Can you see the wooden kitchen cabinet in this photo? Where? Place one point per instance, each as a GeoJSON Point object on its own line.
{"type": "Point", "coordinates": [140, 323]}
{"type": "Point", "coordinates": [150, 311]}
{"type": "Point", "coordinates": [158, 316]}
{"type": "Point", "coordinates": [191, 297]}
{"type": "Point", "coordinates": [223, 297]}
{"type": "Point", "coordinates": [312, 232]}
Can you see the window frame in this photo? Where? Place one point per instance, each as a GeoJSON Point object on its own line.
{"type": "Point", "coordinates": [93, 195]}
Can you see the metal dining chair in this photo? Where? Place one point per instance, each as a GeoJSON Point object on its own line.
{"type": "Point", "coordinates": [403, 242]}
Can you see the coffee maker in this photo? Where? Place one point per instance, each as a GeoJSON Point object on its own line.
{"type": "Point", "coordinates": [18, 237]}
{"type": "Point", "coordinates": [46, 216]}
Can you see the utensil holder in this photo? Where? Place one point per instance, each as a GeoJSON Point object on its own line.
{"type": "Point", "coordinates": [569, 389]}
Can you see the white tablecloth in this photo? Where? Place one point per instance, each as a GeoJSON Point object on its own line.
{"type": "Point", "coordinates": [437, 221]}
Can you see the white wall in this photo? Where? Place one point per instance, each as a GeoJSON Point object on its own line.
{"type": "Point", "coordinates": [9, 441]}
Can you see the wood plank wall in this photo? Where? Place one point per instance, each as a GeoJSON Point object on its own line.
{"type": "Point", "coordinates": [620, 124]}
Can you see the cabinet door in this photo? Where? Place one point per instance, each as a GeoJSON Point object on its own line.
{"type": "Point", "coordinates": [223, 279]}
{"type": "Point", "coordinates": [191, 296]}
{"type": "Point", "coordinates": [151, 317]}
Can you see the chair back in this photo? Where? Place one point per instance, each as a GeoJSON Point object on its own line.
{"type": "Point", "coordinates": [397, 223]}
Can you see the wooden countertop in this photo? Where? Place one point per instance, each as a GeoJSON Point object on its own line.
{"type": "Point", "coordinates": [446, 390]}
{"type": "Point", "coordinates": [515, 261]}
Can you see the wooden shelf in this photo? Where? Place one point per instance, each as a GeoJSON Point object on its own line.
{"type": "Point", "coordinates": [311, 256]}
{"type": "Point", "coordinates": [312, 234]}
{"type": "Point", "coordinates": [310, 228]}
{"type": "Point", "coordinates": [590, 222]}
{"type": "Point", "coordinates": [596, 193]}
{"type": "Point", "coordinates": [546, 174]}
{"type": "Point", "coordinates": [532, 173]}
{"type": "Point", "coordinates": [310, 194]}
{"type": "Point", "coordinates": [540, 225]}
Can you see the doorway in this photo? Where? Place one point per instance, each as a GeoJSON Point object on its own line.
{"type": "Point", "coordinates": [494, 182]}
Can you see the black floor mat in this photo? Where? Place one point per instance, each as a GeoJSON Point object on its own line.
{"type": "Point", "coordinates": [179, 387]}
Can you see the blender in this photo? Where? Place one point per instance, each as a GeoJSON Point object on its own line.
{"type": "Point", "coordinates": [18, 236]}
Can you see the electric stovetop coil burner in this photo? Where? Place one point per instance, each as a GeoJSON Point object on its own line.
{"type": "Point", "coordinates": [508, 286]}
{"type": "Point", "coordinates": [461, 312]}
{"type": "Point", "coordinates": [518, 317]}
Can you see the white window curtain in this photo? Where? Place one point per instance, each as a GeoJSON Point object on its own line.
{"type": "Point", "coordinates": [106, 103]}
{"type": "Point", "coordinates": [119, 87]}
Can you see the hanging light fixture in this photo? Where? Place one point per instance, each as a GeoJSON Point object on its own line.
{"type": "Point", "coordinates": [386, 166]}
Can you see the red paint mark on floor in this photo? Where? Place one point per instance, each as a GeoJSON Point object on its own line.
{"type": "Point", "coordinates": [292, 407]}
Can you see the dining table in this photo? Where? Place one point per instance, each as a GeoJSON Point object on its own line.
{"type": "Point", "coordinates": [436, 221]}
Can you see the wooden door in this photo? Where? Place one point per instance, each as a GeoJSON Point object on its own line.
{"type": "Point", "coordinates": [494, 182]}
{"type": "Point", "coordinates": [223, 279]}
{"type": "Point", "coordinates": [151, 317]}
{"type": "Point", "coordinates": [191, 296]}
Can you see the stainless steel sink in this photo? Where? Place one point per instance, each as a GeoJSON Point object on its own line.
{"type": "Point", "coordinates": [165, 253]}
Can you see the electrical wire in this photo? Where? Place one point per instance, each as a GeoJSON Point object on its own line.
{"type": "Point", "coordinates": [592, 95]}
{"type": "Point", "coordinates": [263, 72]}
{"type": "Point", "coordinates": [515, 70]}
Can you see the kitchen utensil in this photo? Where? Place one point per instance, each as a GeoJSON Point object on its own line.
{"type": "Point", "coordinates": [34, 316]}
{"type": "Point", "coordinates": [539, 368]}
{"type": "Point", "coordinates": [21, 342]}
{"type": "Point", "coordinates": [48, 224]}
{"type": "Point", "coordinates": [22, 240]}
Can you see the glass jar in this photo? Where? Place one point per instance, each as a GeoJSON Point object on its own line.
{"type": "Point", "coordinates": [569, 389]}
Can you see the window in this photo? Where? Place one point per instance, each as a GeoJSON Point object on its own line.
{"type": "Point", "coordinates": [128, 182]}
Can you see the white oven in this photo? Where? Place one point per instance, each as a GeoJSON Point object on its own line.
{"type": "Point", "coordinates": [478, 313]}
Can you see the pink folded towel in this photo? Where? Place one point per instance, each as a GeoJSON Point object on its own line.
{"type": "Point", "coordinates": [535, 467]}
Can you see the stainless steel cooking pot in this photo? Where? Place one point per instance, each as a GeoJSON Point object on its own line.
──────────
> _DESCRIPTION OF THE TASK_
Every line from the one containing "Can you see the glass" through the end of the data must be repeated exactly, and no other line.

> _SOLUTION TO THIS PROBLEM_
Can you see the glass jar in this photo? Where? Place one point per instance, each as a GeoJSON Point object on its own line.
{"type": "Point", "coordinates": [569, 389]}
Can you see the window in this photo? Where? Place one point per instance, each as a GeoJSON Point object on its own line.
{"type": "Point", "coordinates": [128, 182]}
Can you see the white oven in this photo? Where? Place one point per instance, each as a GeoJSON Point object on its own line.
{"type": "Point", "coordinates": [478, 313]}
Can you see the pink folded towel in this photo? Where? Place one point per instance, each as a GeoJSON Point object on its own line.
{"type": "Point", "coordinates": [535, 467]}
Can you see the stainless steel cooking pot in this photo? Where? Place one point per instance, each as a GeoJSON Point object on its own line.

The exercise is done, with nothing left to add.